:: Tasks for this exercise ::
**A)** Reproduce the part of the PIR sensor notebook starting at "The first timestamp" and ending at "would begin again.".
**B)** According to the PIR sensor notebook, why are all stored variables reset after 10 consecutive timestamps with no motion? Answer in one to three sentences.
**C)** Continue the PIR sensor notebook from the point where it stops.

:: Quoted text ::
In [22]:
import csv
import datetime
import random
import glob
import os
import tensorflow as tf
import tensorflow_hub as hub
from IPython.display import Audio
import numpy as np
import scipy
from scipy.io import wavfile
import soundfile as sf
import resampy
import librosa


In [None]:
"""
Data is in epoch timestamp; should be in dataframe
"""
def format_timestamp(time):
    return datetime.datetime.fromtimestamp(int(time))

In [None]:
files = glob.glob("../..//../Desktop/archive/KETI/*/pir.csv")
pir_data = [] #Format of this will depend on how much data we are collecting, what we need it for
for file in files:
    day = []
    f = open(file)
    reader = csv.reader(f)
    for line in reader:
        time = format_timestamp(line[0])
        ts = float(line[1])
        day.append((time,ts))
    pir_data.append(day)

In [None]:
"""
Timedelta to minutes (for checking against alerts)
"""
def get_minutes(td):
    return td.seconds/60

In [None]:
"""
If you only want to look at the data between certain times
"""
def get_modified_data(data,start,end=None):
    if end == None:
        return [el for el in data if el[0].time() >= start]
    return [el for el in data if (el[0].time() >= start and el[0].time() <= end)]


In [None]:
NIGHT_HOUR = 21 #should change/be personalised?
MORNING_HOUR = 8
ALERT_TIME = 30 #should be changed
LIM_TIMESTAMP_STREAK = 10  # Number of timestamps for which there's no movement

In [None]:
"""
Check if person is in one room for too long
"Too long" is room-dependent, but this is just assuming a basic rule of 30 minutes (for bathrooms and stuff)

The first timestamp of movement is stored, and the subsequent movement timestamps are compared to this one. If the timedelta is >= the max time (30 minutes), an alert would be raised.
If there has been a period of (10) consecutive timestamps with no motion, there is an assumption FOR NOW that the person has left the room. If this is the case, all stored variables are reset.
The next timestamp of movemente after this would be stored and the process would begin again. 


To check/change:
10 periods of no movement is arbitrary
What happens with the PIR data if someone is asleep/staying still but still in the room? 
30 minutes in the bathroom being too long is arbitrary
If the PIR sensor does give us non-binary data, what can I do with that?

[Collection entries]
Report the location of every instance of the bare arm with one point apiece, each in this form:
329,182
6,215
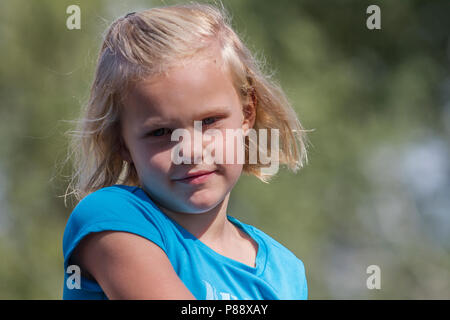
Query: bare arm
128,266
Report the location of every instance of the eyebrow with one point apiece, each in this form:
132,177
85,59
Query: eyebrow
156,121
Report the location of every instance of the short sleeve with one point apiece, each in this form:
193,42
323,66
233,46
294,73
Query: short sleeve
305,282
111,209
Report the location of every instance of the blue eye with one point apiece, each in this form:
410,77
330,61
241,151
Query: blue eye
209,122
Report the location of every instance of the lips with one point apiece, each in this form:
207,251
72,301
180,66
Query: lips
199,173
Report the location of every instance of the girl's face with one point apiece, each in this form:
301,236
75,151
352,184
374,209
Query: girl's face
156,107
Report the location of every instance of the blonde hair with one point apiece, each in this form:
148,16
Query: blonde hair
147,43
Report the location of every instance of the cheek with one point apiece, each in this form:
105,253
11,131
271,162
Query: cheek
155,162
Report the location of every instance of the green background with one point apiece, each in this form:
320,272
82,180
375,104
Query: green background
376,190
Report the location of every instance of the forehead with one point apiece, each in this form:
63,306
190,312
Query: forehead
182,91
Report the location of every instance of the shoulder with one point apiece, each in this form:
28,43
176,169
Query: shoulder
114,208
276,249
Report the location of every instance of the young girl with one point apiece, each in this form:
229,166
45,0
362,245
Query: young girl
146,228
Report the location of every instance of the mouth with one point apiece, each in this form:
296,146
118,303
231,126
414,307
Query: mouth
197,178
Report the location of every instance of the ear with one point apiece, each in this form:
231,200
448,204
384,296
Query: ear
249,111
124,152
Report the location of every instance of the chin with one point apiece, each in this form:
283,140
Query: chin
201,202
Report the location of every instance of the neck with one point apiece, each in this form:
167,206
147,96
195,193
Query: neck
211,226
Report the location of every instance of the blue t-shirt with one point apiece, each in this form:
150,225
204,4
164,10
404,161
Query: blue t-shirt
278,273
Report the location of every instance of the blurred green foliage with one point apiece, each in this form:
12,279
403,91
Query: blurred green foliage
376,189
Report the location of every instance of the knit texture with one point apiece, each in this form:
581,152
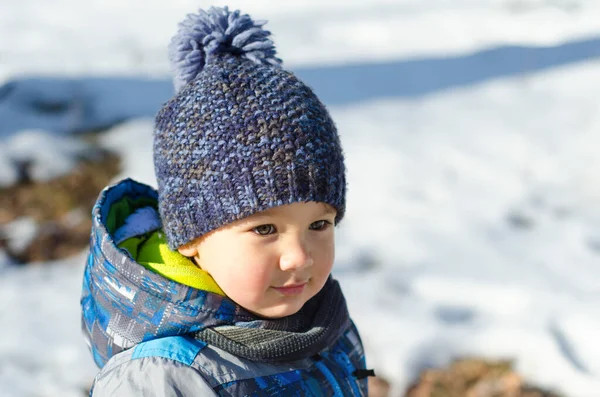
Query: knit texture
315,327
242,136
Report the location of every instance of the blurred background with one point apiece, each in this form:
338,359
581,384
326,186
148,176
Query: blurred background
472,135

==

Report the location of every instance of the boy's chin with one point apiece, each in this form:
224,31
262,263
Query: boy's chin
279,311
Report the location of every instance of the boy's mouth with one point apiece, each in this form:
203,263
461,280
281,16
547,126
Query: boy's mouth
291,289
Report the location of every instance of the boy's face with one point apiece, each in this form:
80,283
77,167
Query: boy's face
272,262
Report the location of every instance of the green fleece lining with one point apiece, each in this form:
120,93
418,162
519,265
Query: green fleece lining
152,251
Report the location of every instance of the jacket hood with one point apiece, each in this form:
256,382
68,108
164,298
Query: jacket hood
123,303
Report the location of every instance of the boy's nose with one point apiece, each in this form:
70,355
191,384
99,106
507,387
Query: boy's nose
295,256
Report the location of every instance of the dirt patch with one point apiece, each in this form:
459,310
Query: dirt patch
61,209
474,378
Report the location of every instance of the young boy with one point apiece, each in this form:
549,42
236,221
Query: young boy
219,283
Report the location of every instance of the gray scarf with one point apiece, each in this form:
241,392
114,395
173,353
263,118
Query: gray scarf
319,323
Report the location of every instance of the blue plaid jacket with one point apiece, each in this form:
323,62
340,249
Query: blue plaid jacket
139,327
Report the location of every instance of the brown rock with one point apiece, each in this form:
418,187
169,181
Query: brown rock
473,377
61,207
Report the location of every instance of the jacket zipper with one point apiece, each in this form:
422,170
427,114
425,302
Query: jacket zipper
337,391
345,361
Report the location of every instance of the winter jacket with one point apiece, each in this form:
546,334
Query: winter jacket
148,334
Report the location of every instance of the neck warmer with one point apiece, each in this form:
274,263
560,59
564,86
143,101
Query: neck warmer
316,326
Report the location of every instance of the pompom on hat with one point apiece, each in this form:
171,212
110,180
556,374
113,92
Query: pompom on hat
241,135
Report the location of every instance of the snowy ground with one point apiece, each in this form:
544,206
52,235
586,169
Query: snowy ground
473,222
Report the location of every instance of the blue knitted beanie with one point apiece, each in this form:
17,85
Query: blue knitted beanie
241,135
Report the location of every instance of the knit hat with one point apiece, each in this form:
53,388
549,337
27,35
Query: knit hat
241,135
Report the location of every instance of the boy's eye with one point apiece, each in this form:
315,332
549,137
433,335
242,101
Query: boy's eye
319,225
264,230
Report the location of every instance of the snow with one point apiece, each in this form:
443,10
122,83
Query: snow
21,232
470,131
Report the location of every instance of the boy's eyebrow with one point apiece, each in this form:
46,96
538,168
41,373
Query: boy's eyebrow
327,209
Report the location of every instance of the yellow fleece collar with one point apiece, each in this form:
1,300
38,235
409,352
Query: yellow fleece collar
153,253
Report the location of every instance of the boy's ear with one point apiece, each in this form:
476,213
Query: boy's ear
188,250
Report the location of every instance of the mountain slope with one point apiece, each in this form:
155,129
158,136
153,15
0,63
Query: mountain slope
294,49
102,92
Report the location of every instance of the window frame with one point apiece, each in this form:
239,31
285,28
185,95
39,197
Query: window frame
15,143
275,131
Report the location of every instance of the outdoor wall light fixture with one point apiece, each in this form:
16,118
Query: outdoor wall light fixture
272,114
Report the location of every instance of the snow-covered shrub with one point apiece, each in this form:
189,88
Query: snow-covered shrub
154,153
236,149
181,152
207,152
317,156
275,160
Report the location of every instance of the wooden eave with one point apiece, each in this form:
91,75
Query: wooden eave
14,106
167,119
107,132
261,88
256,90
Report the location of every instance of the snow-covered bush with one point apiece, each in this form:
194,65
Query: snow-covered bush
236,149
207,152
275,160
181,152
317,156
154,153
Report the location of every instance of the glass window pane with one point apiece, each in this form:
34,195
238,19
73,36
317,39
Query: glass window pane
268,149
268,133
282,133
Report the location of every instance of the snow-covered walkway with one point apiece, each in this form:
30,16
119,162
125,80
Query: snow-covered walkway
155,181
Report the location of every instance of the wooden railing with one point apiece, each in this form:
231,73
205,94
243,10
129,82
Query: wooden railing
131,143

:: Answer set ::
**A)**
The first timestamp of movement is stored, and the subsequent movement timestamps are compared to this one. If the timedelta is >= the max time (30 minutes), an alert would be raised.
If there has been a period of (10) consecutive timestamps with no motion, there is an assumption FOR NOW that the person has left the room. If this is the case, all stored variables are reset.
The next timestamp of movemente after this would be stored and the process would begin again.

**B)** A run of 10 consecutive timestamps with no motion is taken, for now, to mean that the person has left the room. The stored variables are therefore reset, so that the next movement timestamp is stored and the check starts again.

**C)**
Do I check other rooms as well?
"""

def checkRoomLength(room_data): 
    start_idx = -1
    no_motion_streak = 0
    
    for i in range(len(room_data)):
        ts, val = room_data[i]
        if val == 0 and start_idx == -1: #Room is empty
            continue
        if val == 0 and start_idx != -1:
            no_motion_streak +=1
        if no_motion_streak > LIM_TIMESTAMP_STREAK: #assume at this point that nobody is in the room
            start_idx = -1
            no_motion_streak = 0
            continue
        if start_idx == -1: start_idx = i #initialise beginning of movement period
        movement_delta = room_data[i][0]-room_data[start_idx][0]
        minutes =  get_minutes(movement_delta) # convert to minutes
        if minutes > ALERT_TIME: 
            print(minutes)
            print("Too long!") #raise alert
            return
    return

In [None]:
"""
Will need to check multiple rooms and door audio (door audio I don't have)
This also currently assumes 24 hour time. 
How would this function be called? Upon hearing a door sound or upon there not being activity for a certain amount of time? (or just routinely check)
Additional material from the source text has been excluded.